> Exercise objective: Please return the listing below as a JSON list of strings, one string per line, with blank lines and the pictures left out.

-- Begin Given records --

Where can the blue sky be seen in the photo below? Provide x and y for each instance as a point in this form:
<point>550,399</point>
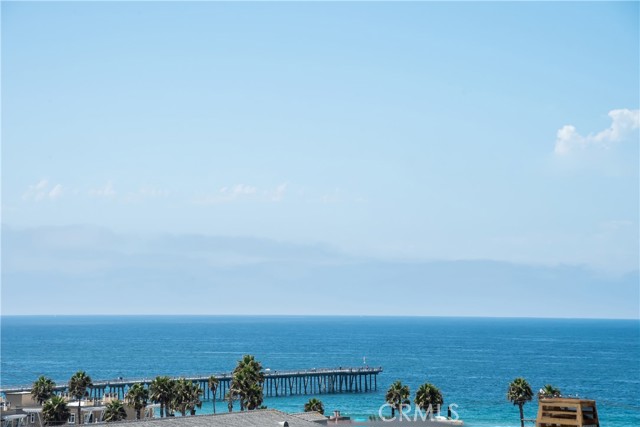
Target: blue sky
<point>404,132</point>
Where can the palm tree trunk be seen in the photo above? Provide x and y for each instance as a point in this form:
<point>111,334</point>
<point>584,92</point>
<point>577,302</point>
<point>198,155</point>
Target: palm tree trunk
<point>521,416</point>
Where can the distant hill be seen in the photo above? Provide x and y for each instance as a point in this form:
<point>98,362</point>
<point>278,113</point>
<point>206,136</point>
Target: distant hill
<point>85,270</point>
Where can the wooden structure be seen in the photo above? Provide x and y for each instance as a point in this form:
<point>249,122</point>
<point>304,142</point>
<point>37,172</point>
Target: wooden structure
<point>567,412</point>
<point>276,383</point>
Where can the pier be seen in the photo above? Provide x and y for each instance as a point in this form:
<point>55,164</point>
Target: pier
<point>276,383</point>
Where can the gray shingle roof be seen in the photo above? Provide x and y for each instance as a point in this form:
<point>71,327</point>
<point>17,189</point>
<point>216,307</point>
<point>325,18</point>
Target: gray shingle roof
<point>258,418</point>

-- End Given records --

> Full solution:
[
  "Where can the blue sky be seen in the photo below? Provide x and y for each instance as a point in this form:",
  "<point>550,399</point>",
  "Target: blue sky",
  "<point>404,132</point>",
  "Where can the palm tree trunk be seen in the photo above? Provide x and y for each instance as a point in this form:",
  "<point>111,334</point>",
  "<point>584,92</point>",
  "<point>577,302</point>",
  "<point>198,155</point>",
  "Target: palm tree trunk",
  "<point>521,416</point>",
  "Where can the distant hill be seen in the photo above? Provide x and y for each instance as a point in this form:",
  "<point>98,362</point>",
  "<point>278,113</point>",
  "<point>206,136</point>",
  "Target: distant hill",
  "<point>85,270</point>",
  "Where can the wooden structure be seen in the photo above? Provide x and y for each instance as a point in this form:",
  "<point>249,122</point>",
  "<point>304,142</point>",
  "<point>37,172</point>",
  "Target: wooden structure",
  "<point>567,412</point>",
  "<point>276,383</point>",
  "Where can the pier be seen in the photo above? Provide x and y for each instance as a point in this form:",
  "<point>55,164</point>",
  "Target: pier",
  "<point>276,383</point>",
  "Where can the gray shingle roof be seen in the photo above? Provide x and y for each instance as a point in this form:",
  "<point>71,327</point>",
  "<point>17,189</point>",
  "<point>216,307</point>",
  "<point>325,18</point>",
  "Target: gray shingle roof",
  "<point>258,418</point>"
]